PROVIDED TEXT >>
It returns "Error occurred" to the user.
Cause: You built a pipeline, not an agent. Pipelines don't adapt.
Agents observe results and adjust.

Pipelines vs Agents

There are two ways to build multi-step AI systems:

Pipelines vs Agents

PIPELINE (Code decides):

Input → Step 1 → Step 2 → Step 3 → Output
↓ ↓ ↓
[fixed] [fixed] [fixed]

The code determines what happens at each step.
Each branch is explicitly written.
Predictable, but rigid.

AGENT (Model decides):

       ┌───────────────────────────┐
       │                           │
Input →  │  Observe current state    │◄────────┐
       │          ↓                │         │
       │  Think: what next?        │         │
       │          ↓                │         │
       │  Act: execute decision    │─────────┘
       └─────────────┬─────────────┘
                     ↓
             Output (when done)

The model determines what happens at each step.
Flexible, but less predictable.

The key question: Who decides the next step—your code or the model?

EXERCISE AIM >>
Please copy the part of the text above on pipelines and agents from "There are two" to "is explicitly written.".

DATASET EXTRACT >>
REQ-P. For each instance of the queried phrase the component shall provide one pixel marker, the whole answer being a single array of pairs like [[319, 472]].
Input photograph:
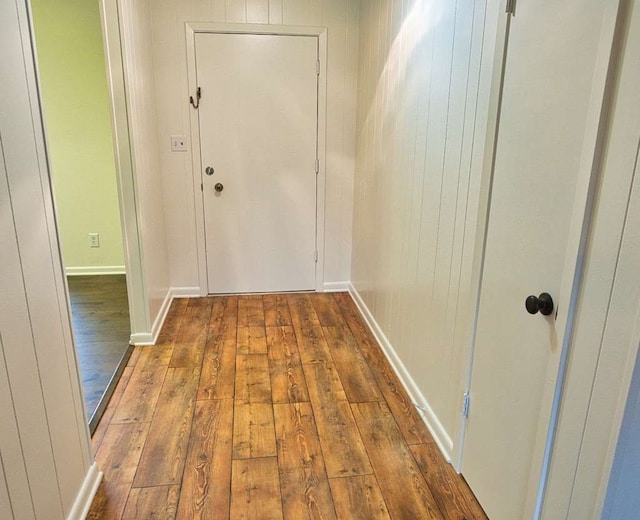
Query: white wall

EXPECTED OUTPUT >>
There are two ways to build multi-step AI systems:

Pipelines vs Agents

PIPELINE (Code decides):

Input → Step 1 → Step 2 → Step 3 → Output
↓ ↓ ↓
[fixed] [fixed] [fixed]

The code determines what happens at each step.
Each branch is explicitly written.